··· PASSAGE GIVEN
Regardless if the offset is pre-center, center, or post-center an anchor always has three points. The following code calculates these three points.

if(anchorOffset < balloonEdgeCenter)
{
   anchorPoints[0] =
      new Point(anchorOffset+offsetFromEdge,
         (int)balloonBounds.Y+anchorMargin);
   anchorPoints[1] =
      new Point(anchorOffset+offsetFromEdge,
         (int)balloonBounds.Y);
   anchorPoints[2] =
      new Point(anchorOffset+anchorMargin+offsetFromEdge,
         (int)balloonBounds.Y+anchorMargin);
}
else if(anchorOffset > balloonEdgeCenter)
{
   anchorPoints[0] =
      new Point(anchorOffset-anchorMargin+offsetFromEdge,
         (int)balloonBounds.Y+anchorMargin);
   anchorPoints[1] =
      new Point(anchorOffset+offsetFromEdge,
         (int)balloonBounds.Y);
   anchorPoints[2] =
      new Point(anchorOffset+offsetFromEdge,
         (int)balloonBounds.Y+anchorMargin);
}
else
{
   anchorPoints[0] =
      new Point(anchorOffset-anchorMargin+offsetFromEdge,
         (int)balloonBounds.Y+anchorMargin);
   anchorPoints[1] =
      new Point(anchorOffset+offsetFromEdge,
         (int)balloonBounds.Y);
   anchorPoints[2] =
      new Point(anchorOffset+anchorMargin+offsetFromEdge,
         (int)balloonBounds.Y+anchorMargin);
}

With the calculations complete, the path can finally be constructed as shown below.

gp.AddArc(balloonBounds.Left, balloonBounds.Top+anchorMargin,
   cornerDiameter, cornerDiameter,180, 90);

gp.AddLine(anchorPoints[0], anchorPoints[1]);
gp.AddLine(anchorPoints[1], anchorPoints[2]);

gp.AddArc(balloonBounds.Width-cornerDiameter,
   balloonBounds.Top+anchorMargin,
   cornerDiameter, cornerDiameter, -90, 90);
gp.AddArc(balloonBounds.Width-cornerDiameter,
   balloonBounds.Bottom-cornerDiameter,
   cornerDiameter, cornerDiameter, 0, 90);
gp.AddArc(balloonBounds.Left, balloonBounds.Bottom-cornerDiameter,
   cornerDiameter, cornerDiameter, 90, 90);

One final issue; adjust the path so the anchor is located on the correct quadrant.
······
··· LISTED ENTRIES
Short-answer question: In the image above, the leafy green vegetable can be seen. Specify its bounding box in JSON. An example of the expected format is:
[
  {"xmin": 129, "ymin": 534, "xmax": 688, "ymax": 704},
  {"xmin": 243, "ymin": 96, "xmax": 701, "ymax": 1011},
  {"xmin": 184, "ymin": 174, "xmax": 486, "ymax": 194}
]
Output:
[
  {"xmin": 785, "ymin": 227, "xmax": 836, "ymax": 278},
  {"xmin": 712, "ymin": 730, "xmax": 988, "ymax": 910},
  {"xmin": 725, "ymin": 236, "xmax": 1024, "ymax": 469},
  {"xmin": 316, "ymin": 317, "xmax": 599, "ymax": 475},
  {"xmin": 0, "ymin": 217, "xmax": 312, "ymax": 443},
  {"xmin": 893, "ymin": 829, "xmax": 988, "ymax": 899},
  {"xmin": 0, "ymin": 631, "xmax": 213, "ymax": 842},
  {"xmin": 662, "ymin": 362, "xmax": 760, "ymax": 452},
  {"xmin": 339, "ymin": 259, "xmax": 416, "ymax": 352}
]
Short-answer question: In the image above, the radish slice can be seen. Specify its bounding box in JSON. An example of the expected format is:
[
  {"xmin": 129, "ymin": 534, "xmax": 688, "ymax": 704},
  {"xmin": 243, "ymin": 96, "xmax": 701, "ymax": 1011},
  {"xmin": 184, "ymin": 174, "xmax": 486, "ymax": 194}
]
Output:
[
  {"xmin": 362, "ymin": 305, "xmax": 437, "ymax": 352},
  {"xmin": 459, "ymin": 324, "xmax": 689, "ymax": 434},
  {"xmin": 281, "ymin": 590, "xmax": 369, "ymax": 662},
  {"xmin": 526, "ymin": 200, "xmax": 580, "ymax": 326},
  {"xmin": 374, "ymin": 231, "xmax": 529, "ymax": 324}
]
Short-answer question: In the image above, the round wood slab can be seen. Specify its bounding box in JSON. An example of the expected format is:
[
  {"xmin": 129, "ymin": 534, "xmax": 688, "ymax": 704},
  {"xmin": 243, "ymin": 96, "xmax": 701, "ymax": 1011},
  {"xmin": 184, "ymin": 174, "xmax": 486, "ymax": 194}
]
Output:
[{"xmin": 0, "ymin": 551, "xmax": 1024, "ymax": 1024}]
······
# WHAT YOU WILL DO:
1 > In the passage on balloon anchor code, how many points does an anchor always have?
2 > Repeat the balloon anchor passage word for word, starting at "if(anchorOffset < balloonEdgeCenter)" and ending at "if(anchorOffset > balloonEdgeCenter)".
3 > Go on with the passage about drawing the balloon anchor, picking up right after its final sentence.

# RESPONSE LIST:
1 > Three points.

2 >
if(anchorOffset < balloonEdgeCenter)
{
   anchorPoints[0] =
      new Point(anchorOffset+offsetFromEdge,
         (int)balloonBounds.Y+anchorMargin);
   anchorPoints[1] =
      new Point(anchorOffset+offsetFromEdge,
         (int)balloonBounds.Y);
   anchorPoints[2] =
      new Point(anchorOffset+anchorMargin+offsetFromEdge,
         (int)balloonBounds.Y+anchorMargin);
}
else if(anchorOffset > balloonEdgeCenter)

3 >
gp.Transform(matrix);

Constraining the Region

Support for the non-standard window shape is provided by the GraphicsPathWindow class. This class, itself, does not know anything about the shape of the window; rather, a call to the virtual PreparePath method is invoked when needed as shown below. Here the GetPath method checks to see if a path is cached, if not it asks the derived class to provide the path.

public GraphicsPath GetPath()
{
   GraphicsPath gp = __graphicsPath;

   if(gp == null) gp = PreparePath();

   SetPath(gp);
   return gp;
}

This provides all derived classes the ability to define the path as needed. Below is the code that BalloonWindow uses to define its path.

protected override GraphicsPath PreparePath()
{
   return __layout.Path;
}

A window defines a region which instructs the operating system to draw only within the region. The following code constrains the region and ensures the window looks like a balloon. When a Region is defined from a GraphicsPath object, the region is defined as the inner area of the path. This code below includes adjustment to include the path border.

private Region RegionFromPath(GraphicsPath gp)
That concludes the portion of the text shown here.